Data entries
---

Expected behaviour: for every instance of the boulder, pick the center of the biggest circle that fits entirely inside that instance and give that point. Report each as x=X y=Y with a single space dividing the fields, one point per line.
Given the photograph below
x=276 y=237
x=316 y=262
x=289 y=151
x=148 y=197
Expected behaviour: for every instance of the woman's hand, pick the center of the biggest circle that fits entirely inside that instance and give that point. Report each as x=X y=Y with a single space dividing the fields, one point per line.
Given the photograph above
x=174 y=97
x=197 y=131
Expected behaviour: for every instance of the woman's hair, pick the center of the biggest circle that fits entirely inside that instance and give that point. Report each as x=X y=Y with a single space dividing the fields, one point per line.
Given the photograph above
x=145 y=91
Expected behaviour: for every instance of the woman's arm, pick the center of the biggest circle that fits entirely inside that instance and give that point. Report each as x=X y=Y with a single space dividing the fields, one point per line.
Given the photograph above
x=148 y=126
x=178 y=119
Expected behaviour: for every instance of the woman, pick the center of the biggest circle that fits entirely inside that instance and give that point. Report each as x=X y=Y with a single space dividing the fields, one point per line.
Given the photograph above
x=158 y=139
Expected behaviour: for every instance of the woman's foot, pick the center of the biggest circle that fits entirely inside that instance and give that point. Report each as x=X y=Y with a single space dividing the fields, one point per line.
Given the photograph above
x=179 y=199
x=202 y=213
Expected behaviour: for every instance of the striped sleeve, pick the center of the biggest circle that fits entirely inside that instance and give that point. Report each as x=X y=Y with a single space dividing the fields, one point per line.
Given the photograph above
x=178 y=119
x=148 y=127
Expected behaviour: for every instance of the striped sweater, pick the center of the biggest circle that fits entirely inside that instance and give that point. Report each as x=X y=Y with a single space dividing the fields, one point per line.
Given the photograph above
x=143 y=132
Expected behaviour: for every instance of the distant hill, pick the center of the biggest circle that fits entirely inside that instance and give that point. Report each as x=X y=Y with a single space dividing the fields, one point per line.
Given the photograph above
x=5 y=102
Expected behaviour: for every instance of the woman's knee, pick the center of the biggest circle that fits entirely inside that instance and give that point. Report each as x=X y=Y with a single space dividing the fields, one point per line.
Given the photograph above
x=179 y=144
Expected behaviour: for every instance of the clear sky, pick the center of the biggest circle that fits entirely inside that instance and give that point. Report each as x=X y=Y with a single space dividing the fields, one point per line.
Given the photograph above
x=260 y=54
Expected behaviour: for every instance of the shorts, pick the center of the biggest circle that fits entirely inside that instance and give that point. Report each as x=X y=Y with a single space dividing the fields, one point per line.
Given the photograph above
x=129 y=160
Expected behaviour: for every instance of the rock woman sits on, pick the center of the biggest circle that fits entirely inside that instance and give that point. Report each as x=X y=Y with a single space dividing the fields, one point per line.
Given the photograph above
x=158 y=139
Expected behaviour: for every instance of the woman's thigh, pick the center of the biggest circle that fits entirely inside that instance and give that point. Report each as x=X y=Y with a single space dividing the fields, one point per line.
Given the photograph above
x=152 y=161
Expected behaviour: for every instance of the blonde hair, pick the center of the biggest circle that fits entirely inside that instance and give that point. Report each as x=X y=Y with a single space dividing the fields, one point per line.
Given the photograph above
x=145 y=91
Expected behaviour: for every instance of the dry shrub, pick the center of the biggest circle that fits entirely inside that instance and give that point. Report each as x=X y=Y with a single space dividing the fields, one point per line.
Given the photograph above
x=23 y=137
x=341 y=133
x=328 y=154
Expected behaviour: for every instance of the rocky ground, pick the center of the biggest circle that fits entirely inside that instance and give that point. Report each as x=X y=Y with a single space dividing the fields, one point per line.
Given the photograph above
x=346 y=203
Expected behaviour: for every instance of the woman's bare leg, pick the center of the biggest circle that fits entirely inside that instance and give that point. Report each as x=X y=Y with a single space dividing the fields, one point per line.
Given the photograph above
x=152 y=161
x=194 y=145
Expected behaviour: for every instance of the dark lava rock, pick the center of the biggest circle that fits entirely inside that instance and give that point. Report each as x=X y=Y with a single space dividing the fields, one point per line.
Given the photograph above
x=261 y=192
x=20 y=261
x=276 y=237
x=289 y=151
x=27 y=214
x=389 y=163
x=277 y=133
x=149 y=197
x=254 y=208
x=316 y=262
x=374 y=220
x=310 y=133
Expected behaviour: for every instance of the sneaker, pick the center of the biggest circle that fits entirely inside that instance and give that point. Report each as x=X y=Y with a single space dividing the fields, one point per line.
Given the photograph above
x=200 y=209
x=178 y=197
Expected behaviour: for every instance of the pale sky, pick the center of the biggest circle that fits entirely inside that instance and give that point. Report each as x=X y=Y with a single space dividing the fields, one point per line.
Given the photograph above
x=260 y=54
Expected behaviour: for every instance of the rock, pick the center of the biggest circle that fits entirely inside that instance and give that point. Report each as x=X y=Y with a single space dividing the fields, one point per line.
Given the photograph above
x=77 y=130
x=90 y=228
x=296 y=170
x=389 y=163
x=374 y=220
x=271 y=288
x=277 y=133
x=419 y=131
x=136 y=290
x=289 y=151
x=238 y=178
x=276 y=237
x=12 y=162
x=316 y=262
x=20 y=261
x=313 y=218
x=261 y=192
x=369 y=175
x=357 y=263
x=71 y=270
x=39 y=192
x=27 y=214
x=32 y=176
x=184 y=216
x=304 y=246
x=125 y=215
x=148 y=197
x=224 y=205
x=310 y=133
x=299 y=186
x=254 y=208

---

* _Exercise instructions_:
In exact wording, restate the lines of the data above from the first through the one holding "Expected behaviour: for every instance of the woman's hair, pick", and stop after that line.

* _Task result_:
Expected behaviour: for every instance of the boulder, pick the center of the biggest circle that fits entirely inside that instance and give that point. Report each as x=X y=Y with a single space dividing the fields, one point per line.
Given the photograph below
x=276 y=237
x=316 y=262
x=289 y=151
x=148 y=197
Expected behaviour: for every instance of the woman's hand, pick the center of the biggest circle that fits entirely inside that instance and give that point. Report each as x=X y=Y with a single space dividing the fields, one point per line.
Given the photograph above
x=174 y=97
x=197 y=131
Expected behaviour: for every instance of the woman's hair, pick the center of the biggest circle that fits entirely inside that instance and give that point. Report each as x=X y=Y with a single space dividing the fields, one point per line.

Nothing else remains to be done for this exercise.